*PROBLEM TO WORK ON*
The entries below need to be written out exactly, with no pictures included.

··· MATERIAL FOR THIS TASK ···

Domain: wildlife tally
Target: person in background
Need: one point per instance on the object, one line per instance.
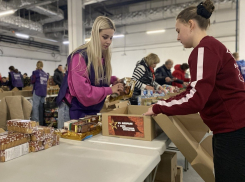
(236, 56)
(15, 78)
(87, 82)
(164, 76)
(58, 75)
(144, 76)
(27, 81)
(216, 92)
(179, 73)
(39, 79)
(4, 82)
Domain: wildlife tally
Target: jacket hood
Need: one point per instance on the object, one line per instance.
(141, 62)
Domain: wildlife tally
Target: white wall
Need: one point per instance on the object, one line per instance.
(25, 59)
(138, 44)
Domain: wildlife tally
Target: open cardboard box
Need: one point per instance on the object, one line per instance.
(187, 133)
(5, 93)
(129, 122)
(24, 93)
(110, 106)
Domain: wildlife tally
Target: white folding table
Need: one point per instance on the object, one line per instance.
(76, 161)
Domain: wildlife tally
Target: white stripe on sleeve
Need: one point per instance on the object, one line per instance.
(200, 58)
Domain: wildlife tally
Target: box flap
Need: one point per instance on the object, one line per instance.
(133, 109)
(207, 145)
(194, 124)
(178, 135)
(203, 165)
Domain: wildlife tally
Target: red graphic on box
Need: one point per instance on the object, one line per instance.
(126, 126)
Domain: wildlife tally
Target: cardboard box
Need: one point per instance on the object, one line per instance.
(187, 133)
(24, 93)
(14, 152)
(5, 94)
(27, 88)
(179, 176)
(110, 106)
(129, 122)
(167, 168)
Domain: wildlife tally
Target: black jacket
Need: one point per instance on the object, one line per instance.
(161, 73)
(58, 77)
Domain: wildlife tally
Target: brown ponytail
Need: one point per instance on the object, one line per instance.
(201, 14)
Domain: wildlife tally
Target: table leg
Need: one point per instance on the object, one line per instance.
(149, 177)
(186, 165)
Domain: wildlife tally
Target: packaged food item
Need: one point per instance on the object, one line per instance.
(14, 152)
(127, 93)
(56, 139)
(94, 118)
(36, 146)
(77, 136)
(22, 126)
(67, 125)
(10, 140)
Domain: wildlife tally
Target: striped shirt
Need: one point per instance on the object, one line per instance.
(139, 73)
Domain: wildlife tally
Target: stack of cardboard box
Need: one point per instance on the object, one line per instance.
(168, 171)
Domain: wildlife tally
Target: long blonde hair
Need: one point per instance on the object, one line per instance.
(39, 65)
(94, 50)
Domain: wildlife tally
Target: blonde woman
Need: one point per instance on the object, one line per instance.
(86, 84)
(39, 80)
(144, 76)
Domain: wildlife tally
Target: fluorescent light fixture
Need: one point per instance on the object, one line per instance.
(7, 12)
(22, 35)
(117, 36)
(66, 42)
(155, 31)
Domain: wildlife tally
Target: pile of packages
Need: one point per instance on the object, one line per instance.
(82, 128)
(25, 136)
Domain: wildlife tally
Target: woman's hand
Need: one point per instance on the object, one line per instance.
(117, 88)
(118, 81)
(149, 112)
(149, 88)
(162, 89)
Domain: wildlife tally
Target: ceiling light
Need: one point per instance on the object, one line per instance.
(66, 42)
(117, 36)
(7, 12)
(155, 31)
(22, 35)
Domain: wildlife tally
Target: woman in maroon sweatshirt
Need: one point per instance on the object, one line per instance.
(216, 91)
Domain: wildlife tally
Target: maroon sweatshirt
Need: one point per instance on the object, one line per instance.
(216, 90)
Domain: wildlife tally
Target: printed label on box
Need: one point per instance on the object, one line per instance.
(126, 126)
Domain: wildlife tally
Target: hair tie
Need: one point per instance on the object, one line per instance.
(202, 11)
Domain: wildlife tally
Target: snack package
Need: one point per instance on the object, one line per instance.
(56, 140)
(77, 136)
(36, 146)
(14, 152)
(9, 140)
(68, 124)
(127, 93)
(22, 126)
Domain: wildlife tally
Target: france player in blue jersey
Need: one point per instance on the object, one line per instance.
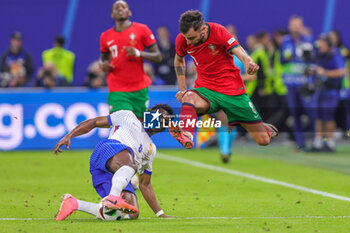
(114, 161)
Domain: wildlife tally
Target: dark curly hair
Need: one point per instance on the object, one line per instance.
(189, 19)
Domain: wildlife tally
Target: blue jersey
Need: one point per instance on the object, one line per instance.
(292, 59)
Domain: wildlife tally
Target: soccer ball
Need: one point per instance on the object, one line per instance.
(112, 215)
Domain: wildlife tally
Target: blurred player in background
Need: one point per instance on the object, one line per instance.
(296, 52)
(329, 73)
(122, 53)
(219, 85)
(16, 64)
(114, 161)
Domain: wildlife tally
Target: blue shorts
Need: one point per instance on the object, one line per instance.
(326, 104)
(101, 177)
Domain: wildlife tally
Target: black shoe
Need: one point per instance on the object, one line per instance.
(225, 158)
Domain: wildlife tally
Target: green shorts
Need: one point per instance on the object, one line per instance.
(136, 101)
(238, 108)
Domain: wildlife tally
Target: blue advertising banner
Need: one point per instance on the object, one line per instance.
(37, 118)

···

*EXERCISE SOLUTION*
Domain: wildlife tally
Target: person in background
Need: one point per instance on the object, one line per instance.
(236, 56)
(15, 78)
(87, 82)
(164, 76)
(58, 75)
(144, 76)
(27, 81)
(216, 92)
(179, 73)
(39, 79)
(4, 82)
Domain: wildlife tally
Target: jacket hood
Need: one point per instance on the object, one line per instance.
(141, 62)
Domain: wildlife tally
Target: white wall
Need: one point per instance on the object, one line per instance.
(25, 59)
(138, 44)
Domain: wildlife tally
Target: open cardboard box
Need: one point per instance on the object, one line per instance.
(187, 133)
(5, 93)
(129, 122)
(24, 93)
(110, 106)
Domain: wildlife tally
Target: white folding table
Need: one point per instance on the object, one line per instance.
(76, 161)
Domain: wildlife tally
Target: white stripe on sleeve
Need: one point per instance on the object, one line per instance.
(200, 58)
Domain: wildlife tally
Target: box flap
Need: one point per instance on the object, one line per instance.
(133, 109)
(207, 145)
(194, 124)
(178, 135)
(203, 165)
Domain: wildlife tally
Target: red graphic on box
Need: one point per instance on the object, one line per instance.
(126, 126)
Domain: wildlife tally
Target: cardboard box
Need: one point per instance on the object, one line per instance.
(187, 133)
(24, 93)
(14, 152)
(5, 94)
(27, 88)
(179, 176)
(110, 106)
(129, 122)
(167, 168)
Domain: wildlife tally
Target: black jacket
Need: one point per instance on the object, one line per instance.
(161, 73)
(58, 77)
Domain: wildlife tally
Target: brown ponytail
Need: one point per instance on the object, one line per instance.
(201, 14)
Domain: wildlife tally
Target: table leg
Need: one point per instance on the object, one line per instance.
(149, 177)
(186, 165)
Domain: wildlife tally
Target: packaged food item
Need: one point per instance on the object, one line per instance.
(14, 152)
(127, 93)
(56, 139)
(94, 118)
(36, 146)
(77, 136)
(22, 126)
(67, 125)
(10, 140)
Domain: wildlife tally
Target: striped shirt
Need: one point per instance on the object, one line per instance.
(139, 73)
Domain: wildlife tally
Target: stack of cardboard box
Need: one point per instance on the object, one line per instance.
(168, 171)
Domain: wildlife tally
Target: long blonde hair
Need: one point per instance on the object, one line per instance.
(39, 65)
(94, 50)
Domain: wildlife tally
Target: blonde woman
Need: one point per instance on the object, one line per instance.
(86, 84)
(39, 80)
(144, 76)
Domain: wildlife tally
Target: fluorescent light fixture
Need: one point per instance on the object, one line per instance.
(7, 12)
(22, 35)
(117, 36)
(66, 42)
(155, 31)
Domain: wildlife tally
Target: pile of packages
Need: one point per instance on the object, one line per instance.
(82, 128)
(25, 136)
Domain: wildlife tally
Target: woman's hand
Need: one point per instance on the object, one line per instance.
(117, 88)
(118, 81)
(149, 112)
(149, 88)
(162, 89)
Domain: wildlife tally
Target: ceiling light
Need: one point per instance on the object, one line per instance.
(66, 42)
(117, 36)
(7, 12)
(155, 31)
(22, 35)
Domain: wildlife tally
Target: woman in maroon sweatshirt
Need: one point per instance on the object, one line per instance.
(216, 91)
Domain: wildlife tally
Target: maroon sweatshirt
Need: one point per instance on the object, one line per instance.
(216, 90)
Domain: wildlife tally
Target: printed label on box
Need: one point per instance on the object, one line per instance.
(126, 126)
Domain: wildlife tally
Target: hair tie
Need: one point per instance on the object, one line per instance.
(202, 11)
Domain: wildlife tally
Target: snack package
Need: one point per instance on the object, one line per instance.
(56, 140)
(77, 136)
(36, 146)
(14, 152)
(9, 140)
(68, 124)
(127, 93)
(22, 126)
Domain: wildlife tally
Target: france player in blue jersey
Need: one point per instance on the object, one line per instance.
(114, 161)
Domain: wildlife tally
Target: dark curly hair
Need: one point per instance on the object, one line per instance.
(189, 19)
Domain: wildlife tally
Target: blue jersey
Need: one point per instance on the object, one line per instance.
(292, 59)
Domain: wildlife tally
Target: soccer ball
Need: one point per instance on the object, one line per instance.
(112, 215)
Domain: wildlife tally
Target: blurred player in background
Need: one point per instance on the object, one line per instance.
(296, 52)
(329, 73)
(122, 53)
(219, 85)
(16, 64)
(114, 161)
Domain: wildlife tally
Target: blue shorts
Need: one point per instance on the object, one line per instance.
(326, 104)
(101, 177)
Domain: wildlife tally
Target: black shoe
Need: one point per instance on the object, one line per instance.
(225, 158)
Domain: wildlife tally
Target: green shorts
Need: one point per instance on the object, one line per instance.
(136, 101)
(238, 108)
Domain: wildlife tally
Target: blue advertising banner
Need: one point per instance on the object, one line per instance.
(37, 118)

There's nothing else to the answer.